ASSIGNMENT
From the entries that follow, copy exactly the lines beginning at the line holding "SAMPLE: (364,58)" and continuing through the line holding "TARGET: white marble table top".

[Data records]
======

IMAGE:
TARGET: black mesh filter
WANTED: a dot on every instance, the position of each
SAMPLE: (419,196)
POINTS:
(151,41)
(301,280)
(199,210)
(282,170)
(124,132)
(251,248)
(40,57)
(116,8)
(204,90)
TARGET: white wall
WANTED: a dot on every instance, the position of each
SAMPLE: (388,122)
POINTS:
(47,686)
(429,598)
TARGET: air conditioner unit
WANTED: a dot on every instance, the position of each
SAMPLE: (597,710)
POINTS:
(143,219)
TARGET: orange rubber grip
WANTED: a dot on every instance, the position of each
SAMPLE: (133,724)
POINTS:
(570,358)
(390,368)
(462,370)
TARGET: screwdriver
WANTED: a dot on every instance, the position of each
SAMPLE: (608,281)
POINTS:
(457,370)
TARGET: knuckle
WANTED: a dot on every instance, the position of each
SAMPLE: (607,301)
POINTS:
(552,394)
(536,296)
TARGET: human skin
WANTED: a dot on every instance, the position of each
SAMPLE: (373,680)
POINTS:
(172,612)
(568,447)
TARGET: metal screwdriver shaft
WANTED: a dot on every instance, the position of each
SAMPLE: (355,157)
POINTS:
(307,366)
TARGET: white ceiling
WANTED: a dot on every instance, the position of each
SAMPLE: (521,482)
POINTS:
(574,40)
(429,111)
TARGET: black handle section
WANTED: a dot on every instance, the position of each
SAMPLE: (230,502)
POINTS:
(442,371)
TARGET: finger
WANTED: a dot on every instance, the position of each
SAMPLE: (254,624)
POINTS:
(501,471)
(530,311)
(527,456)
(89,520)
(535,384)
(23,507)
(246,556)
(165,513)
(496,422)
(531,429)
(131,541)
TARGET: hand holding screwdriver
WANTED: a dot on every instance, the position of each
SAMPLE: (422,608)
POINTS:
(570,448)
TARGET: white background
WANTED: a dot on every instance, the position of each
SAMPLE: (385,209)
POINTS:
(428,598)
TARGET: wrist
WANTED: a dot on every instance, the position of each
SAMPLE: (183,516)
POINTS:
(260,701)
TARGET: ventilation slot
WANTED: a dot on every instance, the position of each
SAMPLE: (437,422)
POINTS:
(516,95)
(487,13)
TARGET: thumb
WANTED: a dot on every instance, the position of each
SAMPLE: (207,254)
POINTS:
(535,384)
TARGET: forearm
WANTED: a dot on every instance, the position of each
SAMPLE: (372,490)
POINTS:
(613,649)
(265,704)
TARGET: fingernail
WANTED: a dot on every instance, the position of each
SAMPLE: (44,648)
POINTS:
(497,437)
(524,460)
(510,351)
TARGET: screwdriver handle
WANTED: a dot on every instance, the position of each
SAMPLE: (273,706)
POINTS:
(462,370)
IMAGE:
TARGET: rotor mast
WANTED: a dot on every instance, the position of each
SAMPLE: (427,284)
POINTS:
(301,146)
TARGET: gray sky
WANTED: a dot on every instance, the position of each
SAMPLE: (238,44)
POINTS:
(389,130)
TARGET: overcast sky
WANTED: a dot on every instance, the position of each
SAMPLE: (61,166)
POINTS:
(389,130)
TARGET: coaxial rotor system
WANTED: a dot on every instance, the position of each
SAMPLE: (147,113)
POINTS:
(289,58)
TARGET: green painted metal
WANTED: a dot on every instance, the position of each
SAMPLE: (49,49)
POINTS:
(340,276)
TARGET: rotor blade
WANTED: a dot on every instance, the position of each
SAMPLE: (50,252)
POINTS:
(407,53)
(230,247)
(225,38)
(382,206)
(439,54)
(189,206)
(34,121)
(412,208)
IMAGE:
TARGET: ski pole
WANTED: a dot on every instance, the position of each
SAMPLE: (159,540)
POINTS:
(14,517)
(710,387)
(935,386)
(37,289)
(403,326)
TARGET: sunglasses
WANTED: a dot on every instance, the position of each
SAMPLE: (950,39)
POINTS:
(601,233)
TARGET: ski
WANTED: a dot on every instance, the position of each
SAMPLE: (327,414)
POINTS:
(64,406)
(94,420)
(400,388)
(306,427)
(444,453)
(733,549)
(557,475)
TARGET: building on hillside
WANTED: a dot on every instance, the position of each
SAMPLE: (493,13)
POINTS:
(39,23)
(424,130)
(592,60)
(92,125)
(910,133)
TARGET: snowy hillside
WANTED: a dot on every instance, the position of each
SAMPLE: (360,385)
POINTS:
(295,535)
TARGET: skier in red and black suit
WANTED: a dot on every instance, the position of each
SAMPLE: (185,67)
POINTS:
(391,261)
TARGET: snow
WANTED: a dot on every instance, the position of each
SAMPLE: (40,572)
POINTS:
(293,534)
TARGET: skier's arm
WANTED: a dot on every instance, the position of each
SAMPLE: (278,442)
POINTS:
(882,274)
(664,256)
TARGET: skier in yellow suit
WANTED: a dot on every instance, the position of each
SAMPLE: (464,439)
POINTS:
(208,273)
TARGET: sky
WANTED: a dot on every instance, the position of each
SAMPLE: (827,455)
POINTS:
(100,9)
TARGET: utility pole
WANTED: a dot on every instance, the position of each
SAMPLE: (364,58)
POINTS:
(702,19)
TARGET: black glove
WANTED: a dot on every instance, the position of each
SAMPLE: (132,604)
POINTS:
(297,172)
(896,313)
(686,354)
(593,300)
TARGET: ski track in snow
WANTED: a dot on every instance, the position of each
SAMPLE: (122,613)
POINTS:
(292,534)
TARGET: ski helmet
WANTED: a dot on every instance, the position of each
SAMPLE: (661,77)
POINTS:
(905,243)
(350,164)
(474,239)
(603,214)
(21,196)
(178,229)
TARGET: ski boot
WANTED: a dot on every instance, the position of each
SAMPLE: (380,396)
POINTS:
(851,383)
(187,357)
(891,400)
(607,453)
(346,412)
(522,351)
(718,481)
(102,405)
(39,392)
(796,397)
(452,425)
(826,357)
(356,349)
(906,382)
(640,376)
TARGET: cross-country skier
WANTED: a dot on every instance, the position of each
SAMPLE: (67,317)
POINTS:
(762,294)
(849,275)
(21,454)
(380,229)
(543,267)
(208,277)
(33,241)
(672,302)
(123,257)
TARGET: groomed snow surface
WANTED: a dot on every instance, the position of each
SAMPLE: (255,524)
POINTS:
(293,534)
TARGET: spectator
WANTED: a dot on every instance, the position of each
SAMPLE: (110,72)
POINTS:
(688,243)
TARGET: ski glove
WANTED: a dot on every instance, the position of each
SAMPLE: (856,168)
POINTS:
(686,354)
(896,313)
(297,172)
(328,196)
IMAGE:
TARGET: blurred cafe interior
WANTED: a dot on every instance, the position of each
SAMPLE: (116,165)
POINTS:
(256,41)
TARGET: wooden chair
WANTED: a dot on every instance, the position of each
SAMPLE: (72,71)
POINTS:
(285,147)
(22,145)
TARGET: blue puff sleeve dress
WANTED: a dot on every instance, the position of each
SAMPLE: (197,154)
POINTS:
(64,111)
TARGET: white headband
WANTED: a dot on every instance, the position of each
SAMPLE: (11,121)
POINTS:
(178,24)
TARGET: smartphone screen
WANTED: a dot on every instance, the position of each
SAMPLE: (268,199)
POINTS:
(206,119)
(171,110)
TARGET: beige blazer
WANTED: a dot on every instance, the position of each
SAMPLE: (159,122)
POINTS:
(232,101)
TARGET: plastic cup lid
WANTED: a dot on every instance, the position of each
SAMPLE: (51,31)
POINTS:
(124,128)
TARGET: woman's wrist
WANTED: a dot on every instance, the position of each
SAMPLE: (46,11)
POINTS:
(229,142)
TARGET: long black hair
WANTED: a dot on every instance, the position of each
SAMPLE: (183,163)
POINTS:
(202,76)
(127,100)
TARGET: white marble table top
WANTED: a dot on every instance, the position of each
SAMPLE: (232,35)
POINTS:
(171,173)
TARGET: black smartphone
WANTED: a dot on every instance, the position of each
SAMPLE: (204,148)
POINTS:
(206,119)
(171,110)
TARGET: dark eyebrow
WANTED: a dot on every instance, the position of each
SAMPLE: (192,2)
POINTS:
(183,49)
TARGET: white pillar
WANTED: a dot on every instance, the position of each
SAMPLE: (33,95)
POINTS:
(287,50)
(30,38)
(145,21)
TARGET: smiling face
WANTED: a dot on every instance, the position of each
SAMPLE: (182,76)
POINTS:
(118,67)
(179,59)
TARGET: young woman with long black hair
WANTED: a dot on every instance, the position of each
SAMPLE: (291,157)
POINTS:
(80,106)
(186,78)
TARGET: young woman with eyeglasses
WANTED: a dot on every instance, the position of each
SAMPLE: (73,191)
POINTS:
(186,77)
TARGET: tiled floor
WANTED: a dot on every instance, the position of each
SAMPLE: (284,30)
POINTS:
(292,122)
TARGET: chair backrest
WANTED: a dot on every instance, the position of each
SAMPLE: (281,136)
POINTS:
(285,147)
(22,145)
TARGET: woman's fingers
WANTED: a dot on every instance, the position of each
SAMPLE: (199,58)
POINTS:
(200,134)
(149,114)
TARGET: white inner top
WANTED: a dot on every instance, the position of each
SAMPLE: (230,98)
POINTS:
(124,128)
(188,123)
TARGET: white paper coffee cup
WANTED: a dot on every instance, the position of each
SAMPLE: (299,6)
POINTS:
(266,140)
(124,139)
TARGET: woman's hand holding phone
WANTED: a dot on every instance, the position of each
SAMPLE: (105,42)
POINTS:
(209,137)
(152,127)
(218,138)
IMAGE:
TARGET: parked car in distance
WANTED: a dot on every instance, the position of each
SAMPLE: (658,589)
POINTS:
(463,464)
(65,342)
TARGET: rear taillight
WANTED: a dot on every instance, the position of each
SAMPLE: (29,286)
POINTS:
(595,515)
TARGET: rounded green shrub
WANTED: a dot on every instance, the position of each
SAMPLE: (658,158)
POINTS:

======

EXERCISE ANSWER
SAMPLE: (364,58)
POINTS:
(702,19)
TARGET: black glove
WANTED: a dot on every instance, the position of each
SAMPLE: (132,604)
POINTS:
(297,172)
(896,313)
(686,354)
(593,300)
TARGET: ski track in snow
WANTED: a dot on every instance, the position of each
SAMPLE: (122,613)
POINTS:
(292,534)
TARGET: ski helmet
WANTED: a dot on every instance, the position of each
SAMPLE: (661,77)
POINTS:
(905,243)
(350,164)
(474,239)
(603,214)
(21,196)
(178,229)
TARGET: ski boot
WANTED: a dot on every instance, the position of each
SAMPLE: (380,396)
POINTS:
(851,383)
(187,357)
(891,400)
(607,453)
(346,412)
(522,351)
(718,481)
(102,405)
(39,392)
(796,397)
(452,425)
(826,357)
(356,349)
(906,382)
(640,376)
TARGET: cross-country skier
WANTED: a dot on every instance, the position of each
SAMPLE: (67,317)
POINTS:
(762,294)
(849,275)
(21,454)
(380,229)
(543,267)
(208,277)
(33,241)
(672,302)
(123,257)
TARGET: groomed snow surface
WANTED: a dot on every instance, the position of each
SAMPLE: (255,524)
POINTS:
(293,534)
TARGET: spectator
WANTED: a dot on every instance, the position of each
SAMPLE: (110,72)
POINTS:
(688,243)
TARGET: ski glove
WANTED: a dot on every instance, the position of each
SAMPLE: (856,168)
POINTS:
(686,354)
(896,313)
(297,172)
(328,196)
IMAGE:
TARGET: blurred cafe interior
WANTED: a dot on every instance, the position of each
SAMPLE: (116,165)
POINTS:
(256,41)
TARGET: wooden chair
WANTED: a dot on every instance, the position of each
SAMPLE: (72,71)
POINTS:
(285,147)
(22,145)
TARGET: blue puff sleeve dress
WANTED: a dot on every instance, the position of each
SAMPLE: (197,154)
POINTS:
(64,111)
TARGET: white headband
WANTED: a dot on every instance, the position of each
SAMPLE: (11,121)
POINTS:
(178,24)
TARGET: smartphone screen
WANTED: a dot on every instance, the position of each
SAMPLE: (268,199)
POINTS:
(206,119)
(171,110)
TARGET: beige blazer
WANTED: a dot on every instance, the position of each
SAMPLE: (159,122)
POINTS:
(232,101)
TARGET: plastic cup lid
WANTED: a dot on every instance, the position of each
SAMPLE: (51,31)
POINTS:
(124,128)
TARGET: woman's wrist
WANTED: a dot on every instance, the position of each
SAMPLE: (46,11)
POINTS:
(229,142)
TARGET: long black hair
WANTED: a dot on every instance, the position of each
SAMPLE: (183,163)
POINTS:
(202,76)
(127,100)
TARGET: white marble table top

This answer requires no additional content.